> _Задание 1_
В каком году Ходасевич опубликовал рецензию на стихи Иванова, если верить статье о Георгии Иванове?
> _Задание 2_
Повторите дословно фрагмент статьи о Георгии Иванове: начните с того места, где стоят слова «Георгий Иванов. Музыка», и остановитесь после слов «образ — высшая реальность.».

> _Статья_
═══
Георгий Иванов. Музыка на краю ночи

Вся жизнь Георгия Иванова (1894-1958), без малейшего вычета, состоит из литературы. Ничем другим заниматься не умел и не желал. Не привлекался, не был, не состоял. Но, ради бога, — не прочтите "не состоялся". Состоялся, да еще как! с драматичнейшими переломами и остросюжетными поворотами. Да, на бумаге, ну и что с того? Речь о поэте: здесь слово, образ — высшая реальность.

Жить литературой можно по-разному. Угодив в богемный круговорот шестнадцати лет от роду, Иванов долгое время с виртуозным мастерством (это признавали все) клепал изящные безделушки. Но вообще говоря, прозвание "мастера" для поэта — скорее упрек, чем похвала. Мандельштам, как известно, криком кричал, когда его хвалили за мастерство (к счастью, об этом не догадывался тот, кто в 1934 году отсрочил его гибель, допытываясь у Пастернака: "Но он мастер? Мастер?").

Те, кто понимал поэзию глубже, технической виртуозностью не очаровывались. Дореволюционные критики на один голос говорили: да, ивановские стихи умелые, но — не поэзия. Души не хватает, собственного голоса, одни маски и декорации. Едкий Ходасевич на десятки лет уязвил Иванова (тот лелеял месть аж до 30-х годов, когда вернул упрек по обратному адресу) рецензией 1916 года:

"Его поэзия загромождена неодушевленными предметами и по существу бездушна даже там, где сентиментальна. [...]
Это не искусство, а художественная промышленность (беру слово в его благородном значении). Стихи, подобные стихам г. Иванова, могут и должны служить одной из деталей квартирной, например, обстановки. [...]
Г. Иванов умеет писать стихи. Но поэтом он станет вряд ли. Разве только если случится с ним какая-нибудь большая житейская катастрофа, добрая встряска, вроде большого и настоящего горя, несчастия. Собственно, только этого и надо ему пожелать".

Конечно, не каждый поэт переживал большое горе, и не все пережившие горе делаются поэтами. Суть в другом. Что такое в искусстве душа, что такое собственный голос? Художник, лишенный этого блага, отличается от подлинного творца так же как животное от человека: он не осознает мир, в котором существует, хотя и может вполне бестревожно обитать в нем со всеми удобствами (обратное как раз-таки неудобно, мучительно). Осознание, конечно, не означает сугубо рационального, рассудочного анализа; можно понимать и более глубинно, но без этого — никуда. Здесь и крылся главный порок юного Георгия Иванова: он принимал литературные стереотипы, элементарные частицы культуры, всерьез (или наоборот, несерьезно, бездумно) — как безусловный фон, данность, единую и самоочевидную. То есть, не видел.
═══
> _Предоставленный материал_

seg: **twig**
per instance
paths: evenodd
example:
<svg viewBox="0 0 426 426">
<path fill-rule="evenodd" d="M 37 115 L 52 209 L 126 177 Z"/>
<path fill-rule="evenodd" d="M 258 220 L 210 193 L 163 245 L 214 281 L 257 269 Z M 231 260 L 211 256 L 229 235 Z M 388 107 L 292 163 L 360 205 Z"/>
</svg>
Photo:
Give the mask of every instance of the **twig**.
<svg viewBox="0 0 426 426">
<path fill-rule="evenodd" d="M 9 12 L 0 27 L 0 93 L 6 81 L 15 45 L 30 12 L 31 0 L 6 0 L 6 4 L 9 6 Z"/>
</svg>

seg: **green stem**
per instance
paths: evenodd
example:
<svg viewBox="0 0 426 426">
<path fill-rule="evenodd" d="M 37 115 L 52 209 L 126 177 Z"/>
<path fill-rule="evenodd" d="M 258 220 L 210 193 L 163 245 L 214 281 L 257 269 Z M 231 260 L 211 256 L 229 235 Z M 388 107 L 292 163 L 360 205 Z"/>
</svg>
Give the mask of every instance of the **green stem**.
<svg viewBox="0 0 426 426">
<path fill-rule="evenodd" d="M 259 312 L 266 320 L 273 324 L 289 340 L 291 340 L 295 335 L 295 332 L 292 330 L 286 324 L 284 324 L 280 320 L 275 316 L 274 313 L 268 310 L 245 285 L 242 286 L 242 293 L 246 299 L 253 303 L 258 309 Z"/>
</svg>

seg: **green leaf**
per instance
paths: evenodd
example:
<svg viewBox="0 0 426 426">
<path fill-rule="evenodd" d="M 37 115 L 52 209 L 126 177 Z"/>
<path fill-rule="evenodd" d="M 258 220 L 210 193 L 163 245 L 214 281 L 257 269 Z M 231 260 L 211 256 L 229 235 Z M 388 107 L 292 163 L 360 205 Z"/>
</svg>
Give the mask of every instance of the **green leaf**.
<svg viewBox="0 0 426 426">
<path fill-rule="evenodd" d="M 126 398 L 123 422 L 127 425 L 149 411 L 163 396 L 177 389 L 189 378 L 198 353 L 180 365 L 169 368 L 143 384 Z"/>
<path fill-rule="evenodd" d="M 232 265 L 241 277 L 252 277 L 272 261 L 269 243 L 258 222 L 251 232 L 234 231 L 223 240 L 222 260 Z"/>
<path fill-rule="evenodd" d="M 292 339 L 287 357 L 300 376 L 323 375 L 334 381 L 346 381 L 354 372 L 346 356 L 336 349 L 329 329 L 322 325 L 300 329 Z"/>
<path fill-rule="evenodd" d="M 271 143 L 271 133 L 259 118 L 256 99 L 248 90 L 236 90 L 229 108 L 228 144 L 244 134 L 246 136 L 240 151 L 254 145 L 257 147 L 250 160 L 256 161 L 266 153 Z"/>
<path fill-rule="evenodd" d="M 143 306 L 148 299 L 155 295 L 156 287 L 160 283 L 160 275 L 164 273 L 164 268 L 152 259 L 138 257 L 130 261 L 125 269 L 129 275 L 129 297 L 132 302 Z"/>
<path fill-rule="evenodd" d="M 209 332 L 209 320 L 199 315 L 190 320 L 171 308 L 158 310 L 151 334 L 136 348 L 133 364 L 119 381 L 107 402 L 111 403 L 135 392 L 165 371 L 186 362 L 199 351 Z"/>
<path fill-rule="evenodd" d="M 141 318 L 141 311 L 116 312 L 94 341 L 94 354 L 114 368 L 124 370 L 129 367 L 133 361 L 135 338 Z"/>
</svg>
═══
> _Верный ответ 1_
В 1916 году.

> _Верный ответ 2_
Георгий Иванов. Музыка на краю ночи

Вся жизнь Георгия Иванова (1894-1958), без малейшего вычета, состоит из литературы. Ничем другим заниматься не умел и не желал. Не привлекался, не был, не состоял. Но, ради бога, — не прочтите "не состоялся". Состоялся, да еще как! с драматичнейшими переломами и остросюжетными поворотами. Да, на бумаге, ну и что с того? Речь о поэте: здесь слово, образ — высшая реальность.